*** Selected extract ***

I would like to incorporate more storytelling, which conveys emotion, in my work. In Diebenkorn there is a sense of tension between the two aspects of figuration/representation and emotion/intuition that I can sense but not articulate. In my own work, I have addressed the representational side, in terms of its abstraction, far more than I have the emotional, storytelling side. How to represent emotion, must less make it abstract? Or maybe abstraction is the vehicle to expressing emotion. Or maybe one begins with the story, then considers its emotion, and in making the story abstract, portrays its emotion.

How to approach this? I have an impulse to return to drawing (figuration) for a while, for inspiration, relaxation, and encouragement. It would be a welcome break from, as well as a complement to, working abstractly. Rendering the correct angles of a mountainside is a piece of cake compared to interpreting the mountain abstractly, yet it may also provide a doorway into how to portray that mountain on an emotional/intuitive level. Similarly, I think that for me still life could be a doorway into exploring the interior, personal world on a more accessible level than through the grandeur of a desert sunset. Still life can emphasize emotional states and intuitive perceptions (among many other things) in a close-up, careful way that invites compositional invention such as cropping, or skewing traditional linear perspective (i.e., abstraction) while still dealing with figuration. One quest is to find objects that resonate for me, as bottles did for Morandi.

Wednesday, August 21, 2013

studio space

Summer schedules are made for interruptions, and although I've managed to put in regular studio time this month, it has been one to two hours a day rather than the three to four that I love. As is evident, blog posts have gone out the window.

***

→ Exercise requirements:
(1) Summarize the blog excerpt in two sentences.
(2) Reproduce the stretch of the blog excerpt from "Summer schedules are" through "out the window.".

*** Listing ***

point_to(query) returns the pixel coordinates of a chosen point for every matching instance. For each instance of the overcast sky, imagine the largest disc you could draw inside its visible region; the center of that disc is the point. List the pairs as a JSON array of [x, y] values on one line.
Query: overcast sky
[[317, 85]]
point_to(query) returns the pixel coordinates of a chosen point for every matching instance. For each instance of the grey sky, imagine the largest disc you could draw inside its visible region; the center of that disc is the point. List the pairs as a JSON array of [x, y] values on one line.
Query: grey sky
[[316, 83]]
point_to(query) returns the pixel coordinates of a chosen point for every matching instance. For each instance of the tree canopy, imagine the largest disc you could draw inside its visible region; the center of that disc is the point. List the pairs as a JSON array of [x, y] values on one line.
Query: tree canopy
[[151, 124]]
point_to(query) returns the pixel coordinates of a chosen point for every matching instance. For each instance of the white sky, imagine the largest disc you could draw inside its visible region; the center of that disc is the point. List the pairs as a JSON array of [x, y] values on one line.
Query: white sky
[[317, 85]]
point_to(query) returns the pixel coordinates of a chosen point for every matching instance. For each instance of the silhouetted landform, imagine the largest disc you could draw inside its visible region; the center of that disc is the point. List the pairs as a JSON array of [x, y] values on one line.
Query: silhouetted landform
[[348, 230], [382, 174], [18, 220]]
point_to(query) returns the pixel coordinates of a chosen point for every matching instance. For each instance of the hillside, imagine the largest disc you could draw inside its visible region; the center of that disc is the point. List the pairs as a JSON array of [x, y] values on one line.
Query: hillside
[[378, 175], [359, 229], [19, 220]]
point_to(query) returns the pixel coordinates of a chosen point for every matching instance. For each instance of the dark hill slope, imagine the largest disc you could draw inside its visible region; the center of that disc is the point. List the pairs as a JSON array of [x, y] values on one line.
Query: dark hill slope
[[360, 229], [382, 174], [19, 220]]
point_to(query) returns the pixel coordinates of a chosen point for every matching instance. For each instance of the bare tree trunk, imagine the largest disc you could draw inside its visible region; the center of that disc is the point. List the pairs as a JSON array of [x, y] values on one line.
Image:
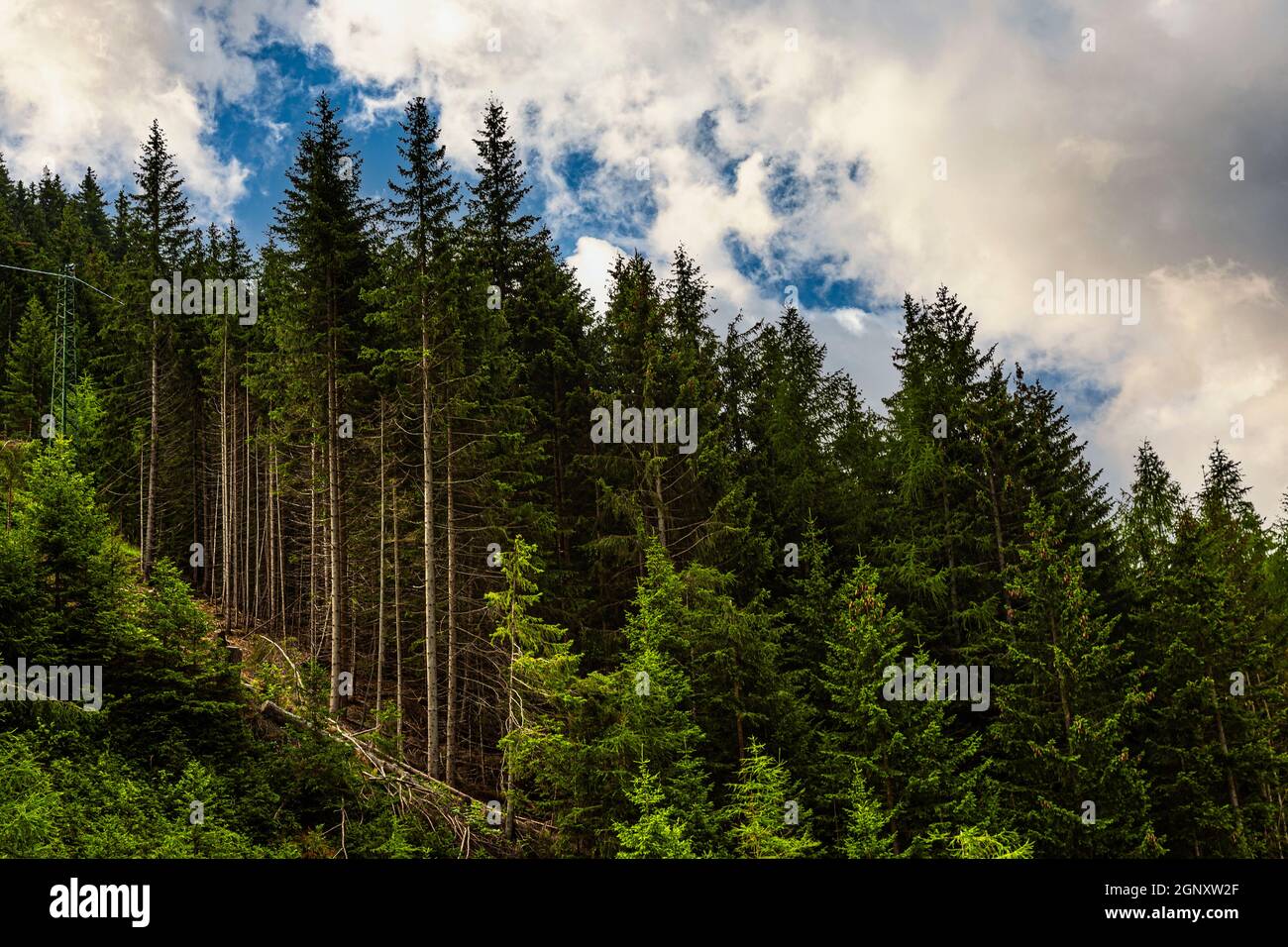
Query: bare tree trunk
[[226, 543], [248, 605], [432, 755], [397, 621], [154, 431], [451, 611], [380, 607], [313, 547], [334, 500]]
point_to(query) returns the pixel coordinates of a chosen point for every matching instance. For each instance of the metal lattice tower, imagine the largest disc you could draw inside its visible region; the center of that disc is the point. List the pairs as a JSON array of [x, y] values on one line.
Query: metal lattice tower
[[64, 350], [64, 337]]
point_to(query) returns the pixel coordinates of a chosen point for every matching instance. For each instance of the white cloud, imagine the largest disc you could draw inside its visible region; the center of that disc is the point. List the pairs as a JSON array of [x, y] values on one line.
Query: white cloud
[[592, 262], [1096, 163]]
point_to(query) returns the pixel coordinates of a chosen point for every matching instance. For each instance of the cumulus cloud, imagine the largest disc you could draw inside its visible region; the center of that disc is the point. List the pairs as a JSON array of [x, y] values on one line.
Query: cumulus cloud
[[592, 263], [787, 142], [81, 82]]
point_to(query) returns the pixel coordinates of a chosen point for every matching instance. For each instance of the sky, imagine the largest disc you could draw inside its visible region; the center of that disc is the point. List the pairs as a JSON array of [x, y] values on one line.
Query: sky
[[840, 151]]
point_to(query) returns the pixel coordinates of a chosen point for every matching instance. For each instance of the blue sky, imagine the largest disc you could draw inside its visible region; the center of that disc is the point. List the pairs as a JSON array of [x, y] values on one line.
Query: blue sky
[[787, 144]]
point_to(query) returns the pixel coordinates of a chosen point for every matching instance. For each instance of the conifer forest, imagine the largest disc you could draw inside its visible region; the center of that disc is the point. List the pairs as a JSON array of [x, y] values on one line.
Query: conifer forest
[[369, 530]]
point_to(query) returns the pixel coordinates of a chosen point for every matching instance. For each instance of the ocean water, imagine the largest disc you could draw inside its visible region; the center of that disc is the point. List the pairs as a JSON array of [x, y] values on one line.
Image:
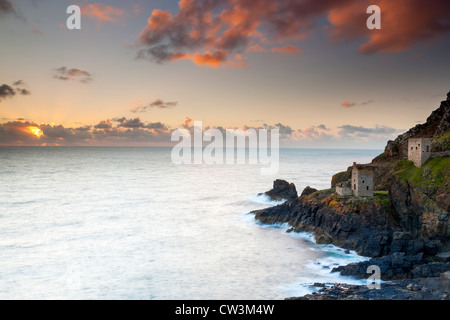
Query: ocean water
[[126, 223]]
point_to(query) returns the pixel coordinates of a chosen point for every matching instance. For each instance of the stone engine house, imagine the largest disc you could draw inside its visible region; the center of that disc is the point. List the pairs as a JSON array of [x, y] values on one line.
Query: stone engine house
[[419, 150], [361, 183]]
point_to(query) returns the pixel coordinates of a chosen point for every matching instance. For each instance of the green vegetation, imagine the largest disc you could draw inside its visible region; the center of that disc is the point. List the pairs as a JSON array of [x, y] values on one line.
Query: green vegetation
[[443, 142], [433, 174]]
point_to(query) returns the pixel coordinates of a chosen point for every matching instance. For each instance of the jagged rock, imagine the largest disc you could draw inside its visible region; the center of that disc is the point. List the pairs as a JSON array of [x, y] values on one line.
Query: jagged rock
[[433, 269], [417, 289], [308, 190], [443, 256], [282, 190]]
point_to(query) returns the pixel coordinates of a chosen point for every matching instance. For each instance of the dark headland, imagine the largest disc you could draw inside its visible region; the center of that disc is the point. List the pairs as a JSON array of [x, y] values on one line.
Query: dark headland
[[403, 226]]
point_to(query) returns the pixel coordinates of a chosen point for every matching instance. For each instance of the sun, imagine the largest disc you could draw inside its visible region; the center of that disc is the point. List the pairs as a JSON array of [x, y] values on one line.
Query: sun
[[36, 131]]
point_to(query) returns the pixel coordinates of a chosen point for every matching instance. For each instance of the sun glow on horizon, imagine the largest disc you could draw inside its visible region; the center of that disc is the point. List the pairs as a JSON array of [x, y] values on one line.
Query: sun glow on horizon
[[36, 131]]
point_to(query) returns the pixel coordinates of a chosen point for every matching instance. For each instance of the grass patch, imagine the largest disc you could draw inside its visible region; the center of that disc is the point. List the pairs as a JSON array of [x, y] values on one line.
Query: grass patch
[[432, 174], [443, 142]]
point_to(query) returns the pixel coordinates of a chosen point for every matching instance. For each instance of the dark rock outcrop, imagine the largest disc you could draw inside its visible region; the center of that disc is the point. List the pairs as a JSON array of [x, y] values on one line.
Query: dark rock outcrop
[[283, 190], [404, 227], [307, 191], [363, 225], [437, 288]]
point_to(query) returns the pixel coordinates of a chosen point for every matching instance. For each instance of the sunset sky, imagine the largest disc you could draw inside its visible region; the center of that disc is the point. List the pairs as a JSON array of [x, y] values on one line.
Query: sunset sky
[[139, 69]]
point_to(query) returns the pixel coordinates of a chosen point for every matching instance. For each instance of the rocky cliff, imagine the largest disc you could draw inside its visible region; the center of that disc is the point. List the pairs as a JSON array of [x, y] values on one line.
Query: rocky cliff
[[407, 219]]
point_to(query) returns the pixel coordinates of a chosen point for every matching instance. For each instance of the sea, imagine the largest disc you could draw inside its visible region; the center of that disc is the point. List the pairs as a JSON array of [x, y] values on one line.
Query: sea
[[125, 223]]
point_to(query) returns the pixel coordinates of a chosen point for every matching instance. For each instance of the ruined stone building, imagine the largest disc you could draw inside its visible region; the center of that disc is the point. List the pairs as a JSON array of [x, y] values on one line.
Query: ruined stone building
[[361, 183], [419, 150]]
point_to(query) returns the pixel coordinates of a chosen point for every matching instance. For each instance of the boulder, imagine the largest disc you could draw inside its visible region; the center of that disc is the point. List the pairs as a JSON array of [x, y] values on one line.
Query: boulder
[[283, 190], [308, 190]]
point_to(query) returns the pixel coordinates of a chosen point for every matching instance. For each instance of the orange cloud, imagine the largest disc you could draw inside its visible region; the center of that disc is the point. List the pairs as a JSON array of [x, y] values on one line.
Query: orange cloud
[[102, 13], [288, 49], [213, 33], [348, 104], [404, 23]]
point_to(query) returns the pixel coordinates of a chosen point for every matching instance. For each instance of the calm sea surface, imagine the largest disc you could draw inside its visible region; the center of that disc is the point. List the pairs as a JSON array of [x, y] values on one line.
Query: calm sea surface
[[126, 223]]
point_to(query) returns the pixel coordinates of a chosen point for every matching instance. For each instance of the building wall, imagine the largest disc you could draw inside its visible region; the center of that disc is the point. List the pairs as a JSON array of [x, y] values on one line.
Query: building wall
[[419, 150], [344, 191], [362, 183]]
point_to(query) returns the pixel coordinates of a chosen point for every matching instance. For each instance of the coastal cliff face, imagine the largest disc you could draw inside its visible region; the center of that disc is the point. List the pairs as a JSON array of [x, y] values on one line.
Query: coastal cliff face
[[419, 197], [406, 219], [361, 224]]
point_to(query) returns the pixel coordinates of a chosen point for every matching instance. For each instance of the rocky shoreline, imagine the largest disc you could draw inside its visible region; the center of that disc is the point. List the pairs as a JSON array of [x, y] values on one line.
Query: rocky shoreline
[[437, 288], [411, 268], [404, 227]]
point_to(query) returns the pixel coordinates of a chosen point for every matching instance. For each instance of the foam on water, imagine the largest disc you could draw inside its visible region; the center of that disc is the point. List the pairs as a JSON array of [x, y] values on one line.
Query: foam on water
[[125, 223], [317, 270]]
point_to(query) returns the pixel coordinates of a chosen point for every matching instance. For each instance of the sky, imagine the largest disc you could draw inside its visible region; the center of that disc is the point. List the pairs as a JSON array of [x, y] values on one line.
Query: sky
[[137, 70]]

***

→ Outputs:
(1) The writer wants to bring more emotion-conveying storytelling into work that has so far addressed the representational side far more than the emotional one, and wonders whether abstraction might be the vehicle for expressing emotion. Drawing and still life are considered as possible doorways to portraying subjects on an emotional and intuitive level, while summer interruptions have cut studio time to one to two hours a day.

(2)
Summer schedules are made for interruptions, and although I've managed to put in regular studio time this month, it has been one to two hours a day rather than the three to four that I love. As is evident, blog posts have gone out the window.